TASK PROMPT
Resume the text on managing cysticercosis, starting right after its final sentence.

SELECTED EXCERPT
+===+

For patients with mild or intermittent symptoms of hydrocephalus due to intraventricular cysts, the preferred treatment is elective endoscopic removal.

Antiparasitic drugs should not be administered prior to surgery since they can weaken the cyst membrane, causing friability and/or adherence to the ventricular wall. Antiparasitic medications and corticosteroids are not necessary in most cases after cyst removal unless the patients have coexisting parenchymal disease.

60
Q

How do you manage ocular cysticercosis?

A

Although many patients are asymptomatic, inflammation around degenerating cysticerci can threaten vision by causing chorioretinitis, retinal detachment, or vasculitis. For this reason, ocular cysticercosis should be excluded by an ophthalmologic examination in all patients with NCC prior to initiating therapy.

Surgical excision is warranted in the setting of intraocular cysts.

Cysticercal involvement of the extraocular muscles should be managed with albendazole and corticosteroids.

61
Q

How do you manage spinal NCC?

A

The traditional approach to management of spinal cysticercosis is surgical removal, although some cases may respond to medical therapy with corticosteroids and antiparasitic drugs.

62
Q

How do you manage s/c/IM cysticercosis?

A

Subcutaneous or intramuscular cysticerci causing symptoms due to inflammation can be excised or treated with nonsteroidal antiinflammatory medication. Excision is reasonable for symptomatic solitary lesions.
Asymptomatic patients with cysticerci in subcutaneous or intramuscular sites generally do not require specific therapy; excision of single lesions can be considered. Such patients should undergo radiographic imaging of the brain to evaluate for neurocysticercosis.

+===+

GIVEN DATA
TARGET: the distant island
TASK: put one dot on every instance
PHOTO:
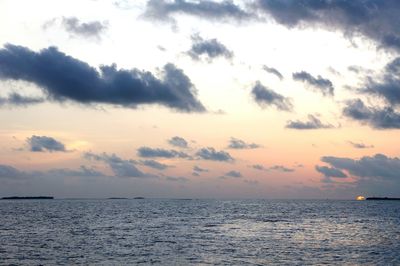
(117, 198)
(381, 198)
(23, 198)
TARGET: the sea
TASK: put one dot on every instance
(199, 232)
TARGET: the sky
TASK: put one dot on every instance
(200, 99)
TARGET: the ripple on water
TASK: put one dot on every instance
(252, 232)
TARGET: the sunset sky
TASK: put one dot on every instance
(200, 99)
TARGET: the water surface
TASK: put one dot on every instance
(182, 232)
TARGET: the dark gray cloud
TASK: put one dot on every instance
(119, 166)
(62, 78)
(211, 154)
(323, 85)
(312, 123)
(199, 169)
(162, 10)
(235, 174)
(389, 87)
(154, 164)
(178, 142)
(282, 168)
(235, 143)
(208, 49)
(330, 171)
(377, 166)
(44, 143)
(377, 20)
(86, 29)
(380, 118)
(273, 71)
(148, 152)
(358, 145)
(10, 172)
(266, 97)
(15, 99)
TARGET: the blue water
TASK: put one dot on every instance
(184, 232)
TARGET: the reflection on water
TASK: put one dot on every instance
(199, 232)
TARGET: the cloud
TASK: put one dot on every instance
(83, 171)
(360, 145)
(312, 123)
(330, 171)
(154, 164)
(15, 99)
(162, 10)
(376, 20)
(281, 168)
(380, 118)
(377, 166)
(259, 167)
(199, 169)
(323, 85)
(251, 182)
(44, 143)
(63, 77)
(240, 144)
(209, 49)
(86, 29)
(213, 155)
(389, 87)
(273, 71)
(266, 97)
(119, 166)
(235, 174)
(10, 172)
(372, 175)
(179, 179)
(178, 142)
(148, 152)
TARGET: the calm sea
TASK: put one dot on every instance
(184, 232)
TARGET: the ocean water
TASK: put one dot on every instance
(199, 232)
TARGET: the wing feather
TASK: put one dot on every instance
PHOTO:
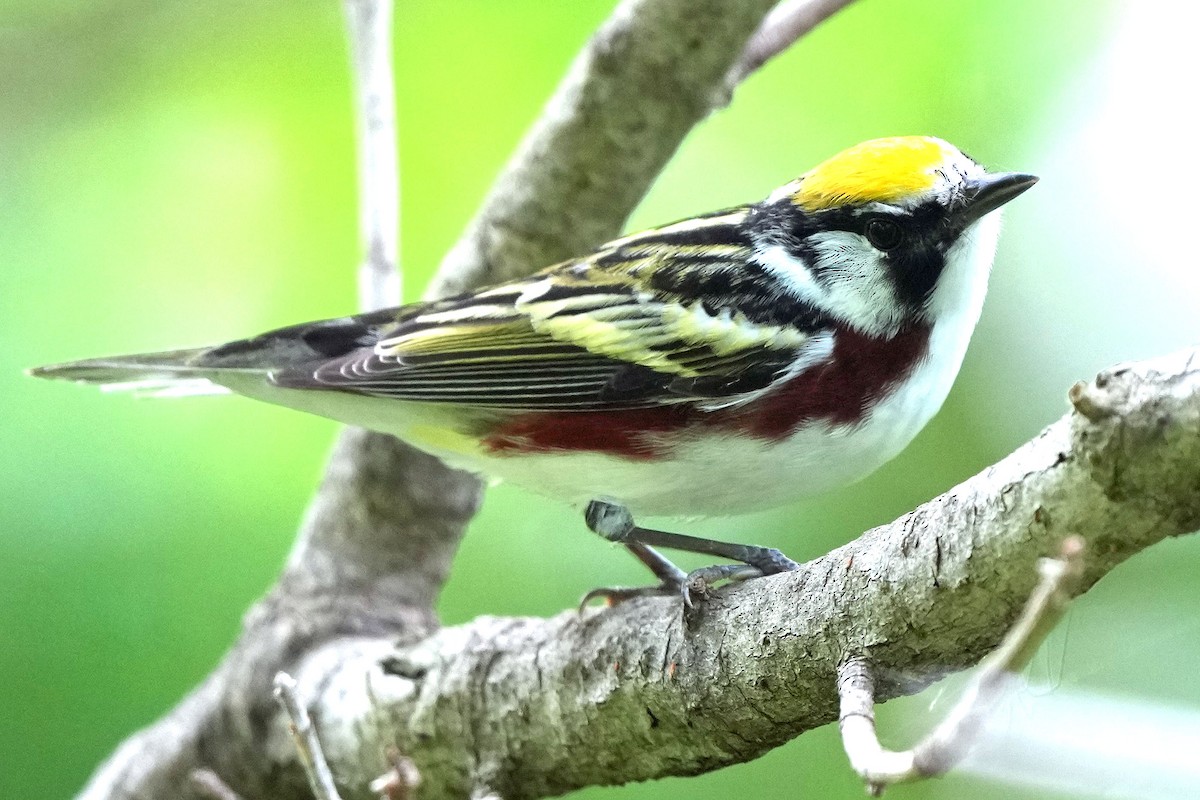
(646, 320)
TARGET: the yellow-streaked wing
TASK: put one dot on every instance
(613, 330)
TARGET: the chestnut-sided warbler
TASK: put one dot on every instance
(727, 362)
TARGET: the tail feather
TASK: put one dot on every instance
(167, 372)
(205, 371)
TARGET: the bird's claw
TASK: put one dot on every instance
(696, 584)
(700, 582)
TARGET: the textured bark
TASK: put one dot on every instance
(523, 708)
(540, 707)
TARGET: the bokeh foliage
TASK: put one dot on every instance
(179, 172)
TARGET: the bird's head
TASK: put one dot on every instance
(887, 233)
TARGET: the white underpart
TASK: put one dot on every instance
(719, 475)
(711, 475)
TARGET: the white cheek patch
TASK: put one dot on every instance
(857, 284)
(792, 271)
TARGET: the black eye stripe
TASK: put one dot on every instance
(883, 233)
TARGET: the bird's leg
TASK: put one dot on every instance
(615, 523)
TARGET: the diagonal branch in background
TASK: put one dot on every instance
(634, 692)
(377, 542)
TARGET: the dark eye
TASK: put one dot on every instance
(883, 233)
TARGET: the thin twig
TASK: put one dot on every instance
(951, 740)
(784, 26)
(210, 785)
(369, 23)
(304, 734)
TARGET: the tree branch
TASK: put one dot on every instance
(951, 740)
(543, 707)
(376, 545)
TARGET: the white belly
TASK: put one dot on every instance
(735, 474)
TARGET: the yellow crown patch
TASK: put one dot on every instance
(879, 170)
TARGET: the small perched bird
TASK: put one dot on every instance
(723, 364)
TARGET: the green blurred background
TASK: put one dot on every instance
(177, 173)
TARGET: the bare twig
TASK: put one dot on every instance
(369, 24)
(784, 25)
(947, 744)
(210, 785)
(304, 734)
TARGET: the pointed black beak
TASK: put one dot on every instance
(985, 194)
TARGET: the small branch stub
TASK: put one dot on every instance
(400, 782)
(304, 734)
(953, 738)
(209, 785)
(786, 23)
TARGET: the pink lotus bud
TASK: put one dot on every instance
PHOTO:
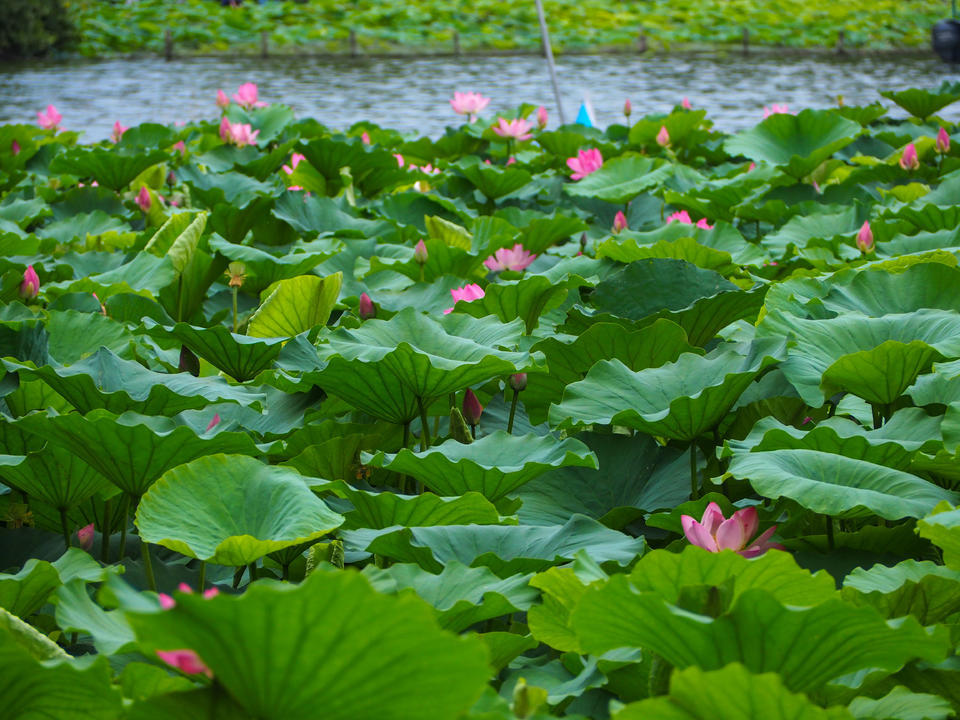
(943, 141)
(865, 238)
(420, 253)
(185, 660)
(472, 409)
(619, 222)
(367, 309)
(30, 286)
(85, 536)
(909, 159)
(143, 199)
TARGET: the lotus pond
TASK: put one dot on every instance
(298, 422)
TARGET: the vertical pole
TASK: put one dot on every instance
(548, 51)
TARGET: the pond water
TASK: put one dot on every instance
(411, 94)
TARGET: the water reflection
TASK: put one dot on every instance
(411, 94)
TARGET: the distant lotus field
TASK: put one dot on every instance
(649, 422)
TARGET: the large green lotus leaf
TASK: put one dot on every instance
(54, 475)
(132, 450)
(902, 704)
(296, 305)
(462, 596)
(383, 366)
(376, 654)
(921, 103)
(875, 358)
(837, 485)
(568, 362)
(494, 465)
(526, 299)
(26, 592)
(107, 166)
(942, 528)
(240, 356)
(494, 182)
(61, 690)
(620, 180)
(385, 509)
(261, 269)
(636, 476)
(106, 381)
(929, 592)
(679, 400)
(730, 693)
(807, 647)
(777, 573)
(232, 510)
(799, 142)
(506, 549)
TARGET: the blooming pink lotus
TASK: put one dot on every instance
(30, 286)
(246, 96)
(586, 162)
(118, 131)
(865, 238)
(714, 532)
(469, 104)
(775, 110)
(186, 661)
(49, 119)
(515, 258)
(518, 129)
(909, 159)
(467, 293)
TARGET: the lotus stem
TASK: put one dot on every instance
(513, 411)
(148, 565)
(65, 527)
(424, 426)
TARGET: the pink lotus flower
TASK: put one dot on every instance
(186, 661)
(143, 199)
(518, 129)
(775, 110)
(542, 117)
(468, 104)
(586, 162)
(715, 533)
(467, 293)
(246, 96)
(943, 141)
(515, 258)
(50, 119)
(30, 286)
(294, 161)
(118, 131)
(472, 409)
(85, 536)
(663, 137)
(909, 159)
(865, 238)
(619, 222)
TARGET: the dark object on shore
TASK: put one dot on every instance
(32, 28)
(946, 40)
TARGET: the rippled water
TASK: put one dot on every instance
(412, 94)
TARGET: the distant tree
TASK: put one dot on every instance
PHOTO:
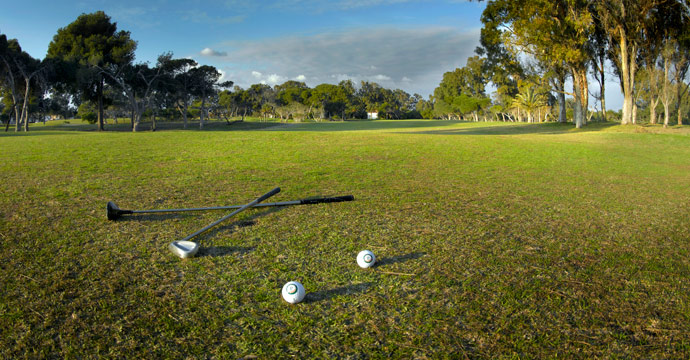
(138, 83)
(462, 91)
(91, 43)
(204, 81)
(87, 112)
(179, 82)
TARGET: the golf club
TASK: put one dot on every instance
(114, 212)
(185, 248)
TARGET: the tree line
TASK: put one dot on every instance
(90, 66)
(530, 50)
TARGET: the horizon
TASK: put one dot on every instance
(399, 44)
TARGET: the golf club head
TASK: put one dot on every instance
(113, 211)
(183, 248)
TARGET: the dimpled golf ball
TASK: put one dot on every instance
(293, 292)
(366, 259)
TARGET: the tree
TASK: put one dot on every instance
(204, 82)
(625, 23)
(138, 83)
(530, 100)
(91, 43)
(8, 50)
(556, 33)
(462, 91)
(179, 82)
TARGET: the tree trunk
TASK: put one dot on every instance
(653, 102)
(25, 106)
(628, 68)
(153, 124)
(581, 95)
(679, 99)
(602, 88)
(184, 113)
(100, 103)
(666, 98)
(201, 113)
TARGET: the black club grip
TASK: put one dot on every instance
(268, 195)
(327, 200)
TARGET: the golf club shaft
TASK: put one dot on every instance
(284, 203)
(258, 200)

+===+

TASK OUTPUT
63
Q

How do you manage asymptomatic NCC?

A

Asymptomatic patients with an incidental radiographic finding of a nonviable cysticercus lesion in the brain do not appear to benefit from antiparasitic therapy. Patients with asymptomatic viable disease are extremely rare. There are no data to guide management for such cases.

64
Q

How should patients with NCC be monitored and followed up?

A

Patients with parenchymal or subarachnoid neurocysticercosis should undergo intermittent radiographic surveillance to evaluate for resolution of the cysticerci and development of calcifications. Imaging may be performed one to two months and six months following treatment. The frequency of subsequent imaging should be individualized; once lesions have resolved, follow-up imaging is less useful. Imaging should be repeated prior to discontinuing antiepileptic drugs. New, worsening, or persistent symptoms should prompt evaluation.

An alternative approach may include serial antigen-detection assays.

65
Q

How does one make a diagnosis of cysticercosis using the diagnostic criteria?

A

Definitive:

  • Presence of one absolute criterion;
  • Presence of two major plus one minor and one epidemiologic criterion.

Probable:

  • Presence of one major plus two minor criteria;
  • Presence of one major plus one minor and one epidemiologic criterion;
  • Presence of three minor plus one epidemiologic criterion.
66
Q

What are the absolute criteria for the diagnosis of cysticercosis?

A
  • Histologic demonstration of the parasite from biopsy of a brain or spinal cord lesion;
  • Cystic lesions showing the scolex on CT or MRI;
  • Direct visualization of subretinal parasites by funduscopic examination.
67
Q

What are the major criteria for the diagnosis of cysticercosis?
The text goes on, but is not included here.